• _WHAT THE TASK REQUIRES_
Resume the piece on the Trump administration's approach to U.S. sanctions, picking up right after its final sentence.

## start PROVIDED TEXT

April 19, 2017 – Despite the campaign rhetoric, the Trump administration has thus far maintained the status quo with regard to U.S. sanctions on Iran, Russia, Syria, and North Korea.  The statements made by U.S. Secretary of State Rex Tillerson on April 18, 2017, regarding Iran’s compliance with its obligations under the Iranian nuclear deal is the latest evidence of a cautious approach to U.S. sanctions policy.  However, Tillerson’s references to an ongoing review of whether to continue suspending U.S. sanctions on Iran and a host of other foreign policy challenges raise questions about whether changes in sanctions are on the horizon. 

Iran: Maintaining the JCPOA While Considering Other Options

Throughout the 2016 U.S. campaign, U.S. relations with Iran and, in particular, the value of the 2015 nuclear deal with Iran were common points of debate. Given candidate Trump’s criticisms of the Iranian nuclear deal—formally known as the Joint Comprehensive Plan of Action (“JCPOA”)—there have been questions as to whether President Trump would keep the agreement in place.  President Trump took an initial step to continue U.S. participation in this agreement, but he also indicated that the agreement is under review.

## end PROVIDED TEXT
## start GIVEN DATA

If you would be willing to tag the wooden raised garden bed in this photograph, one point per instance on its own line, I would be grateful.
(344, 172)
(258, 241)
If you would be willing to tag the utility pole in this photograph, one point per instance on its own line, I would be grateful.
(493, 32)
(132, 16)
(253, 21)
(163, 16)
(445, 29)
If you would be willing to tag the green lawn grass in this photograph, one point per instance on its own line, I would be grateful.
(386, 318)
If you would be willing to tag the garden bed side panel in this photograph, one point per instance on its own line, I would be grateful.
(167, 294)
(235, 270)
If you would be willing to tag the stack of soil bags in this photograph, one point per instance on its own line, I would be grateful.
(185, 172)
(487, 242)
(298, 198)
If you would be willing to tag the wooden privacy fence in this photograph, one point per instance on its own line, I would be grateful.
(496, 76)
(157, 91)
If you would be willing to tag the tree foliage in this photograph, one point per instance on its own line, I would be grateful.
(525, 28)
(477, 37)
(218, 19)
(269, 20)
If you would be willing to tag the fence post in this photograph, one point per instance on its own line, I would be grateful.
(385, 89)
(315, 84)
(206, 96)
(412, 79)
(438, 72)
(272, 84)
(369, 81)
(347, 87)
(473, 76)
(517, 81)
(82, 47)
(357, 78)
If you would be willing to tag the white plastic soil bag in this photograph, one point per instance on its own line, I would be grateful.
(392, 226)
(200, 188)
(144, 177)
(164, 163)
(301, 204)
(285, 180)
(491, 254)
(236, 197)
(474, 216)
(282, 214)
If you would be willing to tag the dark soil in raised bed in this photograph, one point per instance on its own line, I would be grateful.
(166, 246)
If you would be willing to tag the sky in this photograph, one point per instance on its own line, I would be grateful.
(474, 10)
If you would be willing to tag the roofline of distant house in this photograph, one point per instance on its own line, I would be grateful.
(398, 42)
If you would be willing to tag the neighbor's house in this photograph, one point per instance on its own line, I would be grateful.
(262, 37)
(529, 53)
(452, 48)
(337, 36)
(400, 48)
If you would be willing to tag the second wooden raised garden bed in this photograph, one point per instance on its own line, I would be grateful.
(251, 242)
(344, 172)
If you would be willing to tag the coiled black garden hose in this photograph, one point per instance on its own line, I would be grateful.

## end GIVEN DATA

• _RESPONSE TO THIS EXERCISE_
Congressional Certification of Iran’s JCPOA Compliance

The Iran Nuclear Agreement Review Act of 2015 not only provided for a congressional vote on the JCPOA but also requires that the U.S. President issue certifications every 90 days regarding Iran’s compliance with its obligations under the agreement.  On April 18, 2017, Secretary Tillerson published a letter to U.S. House Speaker Paul Ryan stating that Iran had indeed complied with these obligations.  Secretary Tillerson also noted that Iran continued to be a state sponsor of terror, however, and he advised that the National Security Council (“NSC”) was leading an interagency review of the JCPOA to determine “whether suspension of sanctions related to Iran pursuant to the JCPOA is vital to the national security interests of the United States.”  There was no indication as to when this review would be completed or the form in which the results would be presented.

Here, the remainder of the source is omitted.